Selected text:
● ● ●

Posted on 02/29/2004 3:33:39 AM PST by JimVT
Christians try to debunk 'Da Vinci Code'
By Mark O'Keefe Newhouse News Service
After reading "The Da Vinci Code," Holly Jespersen wondered if Jesus Christ did in fact wed Mary Magdalene and father her child, as the novel claims.
"It definitely made me question all that I have been brought up to believe," said Jespersen, a Presbyterian who lives in Chicago.
Glen Gracia of Boston, a former practicing Catholic, had a similar reaction, questioning the validity of the Bible if, in fact, it was commissioned and manipulated by the Roman emperor Constantine for political purposes, as the book asserts. "I was basically floored," Gracia said.
Alarmed by reactions like these, defenders of traditional Christianity have launched a counteroffensive against author Dan Brown's fast-paced thriller, which is in its 48th week on The New York Times' fiction best-seller list. It has sold more than 6 million copies, is being translated into more than 40 languages and will be made into a Columbia Pictures film directed by Ron Howard.

● ● ●

Records shown:
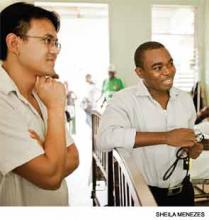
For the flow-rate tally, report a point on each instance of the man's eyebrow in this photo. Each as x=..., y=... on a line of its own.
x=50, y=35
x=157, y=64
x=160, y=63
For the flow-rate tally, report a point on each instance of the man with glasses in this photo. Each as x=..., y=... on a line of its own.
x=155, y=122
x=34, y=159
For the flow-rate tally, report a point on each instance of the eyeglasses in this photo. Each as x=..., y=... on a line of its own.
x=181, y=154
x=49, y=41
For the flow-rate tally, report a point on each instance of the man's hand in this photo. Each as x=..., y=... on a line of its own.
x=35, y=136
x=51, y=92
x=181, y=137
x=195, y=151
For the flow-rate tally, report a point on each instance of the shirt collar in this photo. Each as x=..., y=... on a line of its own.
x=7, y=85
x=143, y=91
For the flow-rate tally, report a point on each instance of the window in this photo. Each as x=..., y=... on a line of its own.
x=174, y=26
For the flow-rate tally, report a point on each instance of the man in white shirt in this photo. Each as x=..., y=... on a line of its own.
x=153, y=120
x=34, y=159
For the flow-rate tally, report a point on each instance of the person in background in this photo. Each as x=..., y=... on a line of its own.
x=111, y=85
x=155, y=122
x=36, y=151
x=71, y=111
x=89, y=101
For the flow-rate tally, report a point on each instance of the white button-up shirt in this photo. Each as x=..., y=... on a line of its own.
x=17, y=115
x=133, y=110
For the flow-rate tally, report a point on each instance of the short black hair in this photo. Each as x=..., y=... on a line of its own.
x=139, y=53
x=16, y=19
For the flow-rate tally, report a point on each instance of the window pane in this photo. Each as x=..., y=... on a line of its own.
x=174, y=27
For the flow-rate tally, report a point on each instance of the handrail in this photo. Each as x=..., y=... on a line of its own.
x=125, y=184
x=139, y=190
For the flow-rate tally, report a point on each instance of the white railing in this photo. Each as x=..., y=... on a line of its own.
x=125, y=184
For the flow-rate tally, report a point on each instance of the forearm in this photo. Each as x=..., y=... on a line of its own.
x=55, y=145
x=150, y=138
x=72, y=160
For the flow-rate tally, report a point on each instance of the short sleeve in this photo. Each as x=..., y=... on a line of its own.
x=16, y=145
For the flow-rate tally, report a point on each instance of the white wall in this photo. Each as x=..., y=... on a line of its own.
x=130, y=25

● ● ●

Task instructions:
1) In the article on Christian responses to "The Da Vinci Code," why did defenders of traditional Christianity launch a counteroffensive against the novel? Answer in one to three sentences.
2) Carry on the article about Christian efforts to debunk "The Da Vinci Code" from its last sentence.

Final results:
1) They were alarmed by reactions like those of readers Holly Jespersen and Glen Gracia. Jespersen said the novel made her question all she had been brought up to believe, and Gracia questioned the validity of the Bible.

2)
Brown has stopped giving interviews. But on the book's first page, he makes an assertion that galls his critics: "All descriptions of artwork, architecture, documents, and secret rituals in this novel are accurate."
Books and articles with titles like "Dismantling the Da Vinci Code" and "The Da Vinci Deception" have been or are about to be published. Preachers are giving sermons to church members who ask why they were never told there was a Mrs. Jesus. Web sites and discussion groups are humming over the book's "heresies."
In Seattle, about 500 people turned out Thursday night to hear the Rev. Michael Raschko, a theology professor at Seattle University, "help us separate fantasy from truth" about the book, according to a brochure circulated by parishioners from St. James Cathedral. The discussion was scheduled to be held at St. James but was moved across the street to a larger venue.
On Wednesday night, a similar forum on "the reality behind the fiction" has been scheduled at First Presbyterian Church of Bellevue.
Some of the country's most influential clerics are joining in a collective Christian outcry.
In The Catholic New World, the Archdiocese of Chicago's newspaper, Cardinal Francis George calls the book "a work of bizarre religious imaginings" based on "a facade of scholarship" that exploits "gullibility for conspiracy."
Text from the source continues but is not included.